(The problem):
Retype the material below without changes, starting with its first line and going on through the line with "[(146, 214), (84, 57)]". Leave the pictures out of your copy.

(Source data):
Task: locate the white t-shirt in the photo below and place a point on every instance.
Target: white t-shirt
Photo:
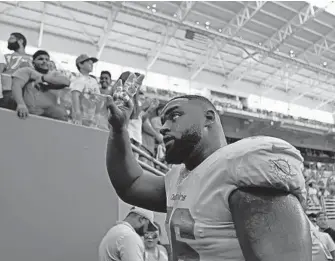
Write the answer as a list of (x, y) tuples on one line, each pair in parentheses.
[(121, 243), (85, 84)]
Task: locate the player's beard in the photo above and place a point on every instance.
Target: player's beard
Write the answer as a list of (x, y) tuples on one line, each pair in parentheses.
[(41, 70), (13, 46), (183, 147)]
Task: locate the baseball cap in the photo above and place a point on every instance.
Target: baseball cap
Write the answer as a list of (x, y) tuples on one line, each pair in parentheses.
[(146, 214), (84, 57)]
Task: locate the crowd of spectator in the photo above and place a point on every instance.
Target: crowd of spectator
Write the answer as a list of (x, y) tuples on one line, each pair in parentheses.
[(34, 85)]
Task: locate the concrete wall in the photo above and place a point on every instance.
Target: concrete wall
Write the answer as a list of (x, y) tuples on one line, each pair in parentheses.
[(56, 200)]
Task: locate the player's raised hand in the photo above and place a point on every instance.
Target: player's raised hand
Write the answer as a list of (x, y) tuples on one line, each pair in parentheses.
[(119, 114)]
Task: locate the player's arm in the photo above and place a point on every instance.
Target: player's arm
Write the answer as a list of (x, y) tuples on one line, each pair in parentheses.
[(132, 184), (2, 63), (131, 249), (270, 225), (2, 67), (330, 245)]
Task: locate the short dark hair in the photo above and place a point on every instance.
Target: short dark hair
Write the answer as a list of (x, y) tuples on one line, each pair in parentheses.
[(199, 98), (20, 36), (321, 213), (40, 52), (106, 72)]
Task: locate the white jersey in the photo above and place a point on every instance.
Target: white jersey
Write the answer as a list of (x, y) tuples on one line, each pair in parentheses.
[(199, 222)]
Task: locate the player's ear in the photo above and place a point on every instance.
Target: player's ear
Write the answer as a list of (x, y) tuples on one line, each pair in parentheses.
[(210, 117)]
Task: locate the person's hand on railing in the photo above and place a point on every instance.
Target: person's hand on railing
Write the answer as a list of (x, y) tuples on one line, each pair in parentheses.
[(119, 115), (22, 111)]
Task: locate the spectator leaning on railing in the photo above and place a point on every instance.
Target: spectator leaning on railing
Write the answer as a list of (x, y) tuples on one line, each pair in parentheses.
[(83, 89), (31, 87), (14, 61)]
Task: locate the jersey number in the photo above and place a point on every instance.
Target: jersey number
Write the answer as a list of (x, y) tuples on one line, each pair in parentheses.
[(182, 226)]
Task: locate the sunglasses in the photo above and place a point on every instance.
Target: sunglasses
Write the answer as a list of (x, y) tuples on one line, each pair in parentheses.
[(150, 236)]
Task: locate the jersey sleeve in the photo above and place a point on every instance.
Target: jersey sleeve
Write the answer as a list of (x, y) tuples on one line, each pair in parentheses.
[(131, 248), (268, 162)]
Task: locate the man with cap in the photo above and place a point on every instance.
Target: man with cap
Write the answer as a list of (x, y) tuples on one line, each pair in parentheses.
[(123, 241), (82, 88), (31, 89)]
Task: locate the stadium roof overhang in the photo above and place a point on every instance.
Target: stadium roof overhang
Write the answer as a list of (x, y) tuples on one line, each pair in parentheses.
[(286, 46)]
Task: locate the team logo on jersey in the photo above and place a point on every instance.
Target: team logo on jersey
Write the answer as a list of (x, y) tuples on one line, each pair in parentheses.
[(282, 168)]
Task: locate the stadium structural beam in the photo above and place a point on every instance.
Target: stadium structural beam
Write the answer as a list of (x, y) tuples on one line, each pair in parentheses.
[(7, 9), (134, 9), (320, 105), (286, 31), (321, 46), (40, 35), (231, 29), (294, 25), (80, 26), (183, 10), (106, 31), (298, 97)]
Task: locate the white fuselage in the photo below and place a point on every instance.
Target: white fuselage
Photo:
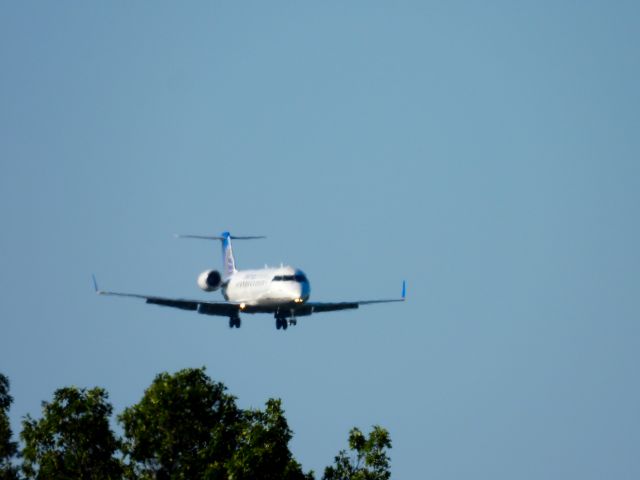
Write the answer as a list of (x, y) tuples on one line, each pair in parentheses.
[(269, 286)]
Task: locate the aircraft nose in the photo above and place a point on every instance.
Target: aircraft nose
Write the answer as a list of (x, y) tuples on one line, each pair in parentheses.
[(305, 290)]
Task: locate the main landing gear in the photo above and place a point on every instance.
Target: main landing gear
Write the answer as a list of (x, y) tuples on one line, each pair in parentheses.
[(283, 322)]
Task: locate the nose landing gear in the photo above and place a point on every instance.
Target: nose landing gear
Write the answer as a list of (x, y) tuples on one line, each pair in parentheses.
[(284, 322)]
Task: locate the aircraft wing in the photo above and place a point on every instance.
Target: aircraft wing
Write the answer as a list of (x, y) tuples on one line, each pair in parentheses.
[(226, 309), (222, 309)]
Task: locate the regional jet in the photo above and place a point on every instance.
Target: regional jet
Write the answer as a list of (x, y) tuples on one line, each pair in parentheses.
[(283, 292)]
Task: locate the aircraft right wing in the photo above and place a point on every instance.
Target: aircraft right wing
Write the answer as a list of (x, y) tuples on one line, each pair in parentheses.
[(223, 309)]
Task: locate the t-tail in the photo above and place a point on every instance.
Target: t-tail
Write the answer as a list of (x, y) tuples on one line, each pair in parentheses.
[(228, 260)]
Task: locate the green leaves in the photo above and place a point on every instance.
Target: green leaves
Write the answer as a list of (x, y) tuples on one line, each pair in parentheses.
[(185, 426), (72, 439), (368, 459), (8, 449)]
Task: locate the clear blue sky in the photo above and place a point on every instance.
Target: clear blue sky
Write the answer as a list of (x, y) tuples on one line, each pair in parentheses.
[(486, 152)]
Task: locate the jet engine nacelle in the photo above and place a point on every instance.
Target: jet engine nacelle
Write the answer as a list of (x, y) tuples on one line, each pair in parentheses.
[(210, 280)]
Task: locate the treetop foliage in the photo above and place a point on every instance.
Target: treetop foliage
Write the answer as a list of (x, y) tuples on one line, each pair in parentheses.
[(185, 426)]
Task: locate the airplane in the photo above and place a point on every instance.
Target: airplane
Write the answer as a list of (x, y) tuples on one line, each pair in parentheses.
[(283, 292)]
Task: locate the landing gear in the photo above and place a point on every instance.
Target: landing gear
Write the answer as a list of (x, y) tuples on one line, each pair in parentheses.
[(283, 322)]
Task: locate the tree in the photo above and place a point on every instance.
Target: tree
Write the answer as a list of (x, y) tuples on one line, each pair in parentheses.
[(185, 426), (368, 461), (263, 447), (8, 449), (72, 439)]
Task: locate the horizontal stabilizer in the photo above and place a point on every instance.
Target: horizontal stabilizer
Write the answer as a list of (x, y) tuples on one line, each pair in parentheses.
[(210, 237)]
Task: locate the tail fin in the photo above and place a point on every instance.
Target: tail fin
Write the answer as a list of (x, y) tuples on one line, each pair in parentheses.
[(228, 261)]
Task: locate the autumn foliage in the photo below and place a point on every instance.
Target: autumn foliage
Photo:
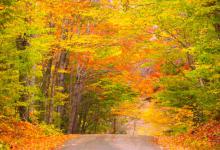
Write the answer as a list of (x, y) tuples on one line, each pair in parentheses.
[(18, 135), (203, 137)]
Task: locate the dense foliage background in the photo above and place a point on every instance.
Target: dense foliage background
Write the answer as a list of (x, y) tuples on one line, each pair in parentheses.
[(85, 66)]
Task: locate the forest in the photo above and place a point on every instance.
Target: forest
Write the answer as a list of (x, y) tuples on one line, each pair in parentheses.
[(71, 67)]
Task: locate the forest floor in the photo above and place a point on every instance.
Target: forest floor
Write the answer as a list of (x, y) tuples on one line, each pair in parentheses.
[(110, 142)]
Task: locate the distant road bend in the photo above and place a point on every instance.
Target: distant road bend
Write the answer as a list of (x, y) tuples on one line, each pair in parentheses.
[(110, 142)]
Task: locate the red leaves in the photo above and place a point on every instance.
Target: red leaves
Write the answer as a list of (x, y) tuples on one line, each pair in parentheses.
[(25, 136), (204, 137)]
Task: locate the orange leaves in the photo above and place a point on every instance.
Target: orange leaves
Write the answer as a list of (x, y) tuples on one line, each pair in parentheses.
[(204, 137), (25, 136), (2, 7)]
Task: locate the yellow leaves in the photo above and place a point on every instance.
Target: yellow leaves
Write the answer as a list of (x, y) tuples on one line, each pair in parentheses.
[(2, 7), (129, 109)]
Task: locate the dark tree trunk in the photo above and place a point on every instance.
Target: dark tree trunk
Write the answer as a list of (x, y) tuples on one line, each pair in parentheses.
[(21, 44)]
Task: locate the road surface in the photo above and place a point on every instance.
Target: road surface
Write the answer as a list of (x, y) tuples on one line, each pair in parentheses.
[(110, 142)]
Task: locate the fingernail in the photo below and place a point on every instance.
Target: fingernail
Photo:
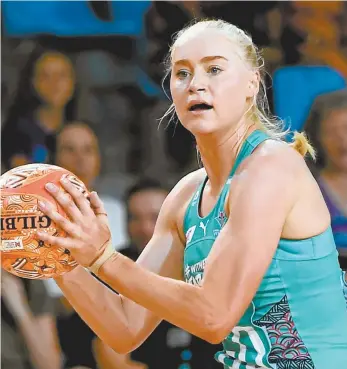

(Problem solution):
Task: locate the white t-shirt in the photo below and place a point on every instance.
Target: white t-shirt
Photo:
Write the answer as a list of (x, y) tuples on one line, each pair in parentheses.
[(121, 243), (85, 84)]
Task: locate the player's beard in the photo above and place a point on every instance.
Target: player's beard
Write the answer as a list of (x, y) tuples on one line, each pair in parentheses.
[(41, 70), (13, 46), (183, 147)]
Task: locate the baseball cap in the photo above and place a point on every instance.
Target: baseball cap
Write the answer as a list of (x, y) tuples on one line, each pair in parentheses.
[(146, 214), (84, 57)]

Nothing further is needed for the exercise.